(The problem)
Scale the entries from the line containing "[point] at the white hair" through the end of the entries. Copy each of those lines again, requests included, multiplying every coordinate in the answers by 1.45 and rounding to whole numbers, with halves rounded up.

(Data supplied)
▼

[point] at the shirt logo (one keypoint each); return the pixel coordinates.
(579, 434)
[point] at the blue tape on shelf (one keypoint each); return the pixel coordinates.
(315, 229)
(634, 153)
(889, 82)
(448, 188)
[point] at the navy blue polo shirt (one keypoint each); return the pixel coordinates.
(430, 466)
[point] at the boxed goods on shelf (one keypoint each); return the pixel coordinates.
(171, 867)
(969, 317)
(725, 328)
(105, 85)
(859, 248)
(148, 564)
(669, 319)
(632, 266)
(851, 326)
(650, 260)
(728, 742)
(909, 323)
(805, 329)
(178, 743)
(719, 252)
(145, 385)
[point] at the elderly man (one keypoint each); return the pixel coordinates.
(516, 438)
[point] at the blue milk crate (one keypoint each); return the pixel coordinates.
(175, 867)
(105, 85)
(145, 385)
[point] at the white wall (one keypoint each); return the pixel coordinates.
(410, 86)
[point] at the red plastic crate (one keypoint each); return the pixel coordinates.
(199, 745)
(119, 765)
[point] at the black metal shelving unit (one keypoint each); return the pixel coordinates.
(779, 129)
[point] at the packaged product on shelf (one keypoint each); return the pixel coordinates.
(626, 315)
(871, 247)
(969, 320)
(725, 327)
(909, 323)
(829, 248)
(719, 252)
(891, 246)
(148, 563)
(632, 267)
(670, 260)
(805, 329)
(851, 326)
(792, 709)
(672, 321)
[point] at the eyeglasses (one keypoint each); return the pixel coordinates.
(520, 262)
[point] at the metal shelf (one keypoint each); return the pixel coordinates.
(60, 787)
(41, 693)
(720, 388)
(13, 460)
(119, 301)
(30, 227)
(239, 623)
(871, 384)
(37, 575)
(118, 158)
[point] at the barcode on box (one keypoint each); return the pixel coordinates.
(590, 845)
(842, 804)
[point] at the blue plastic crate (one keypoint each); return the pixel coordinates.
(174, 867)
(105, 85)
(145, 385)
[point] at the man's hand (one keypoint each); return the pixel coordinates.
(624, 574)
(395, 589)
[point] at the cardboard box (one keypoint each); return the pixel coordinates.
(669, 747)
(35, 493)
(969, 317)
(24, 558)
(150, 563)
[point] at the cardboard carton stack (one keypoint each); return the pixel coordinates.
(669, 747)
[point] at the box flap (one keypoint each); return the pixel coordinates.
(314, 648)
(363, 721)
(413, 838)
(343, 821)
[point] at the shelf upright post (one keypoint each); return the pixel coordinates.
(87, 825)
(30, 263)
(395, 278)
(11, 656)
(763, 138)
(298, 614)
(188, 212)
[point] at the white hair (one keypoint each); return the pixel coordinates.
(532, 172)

▲

(The completed task)
[point] at the white hair (one keypoint each); return the pixel coordinates.
(771, 249)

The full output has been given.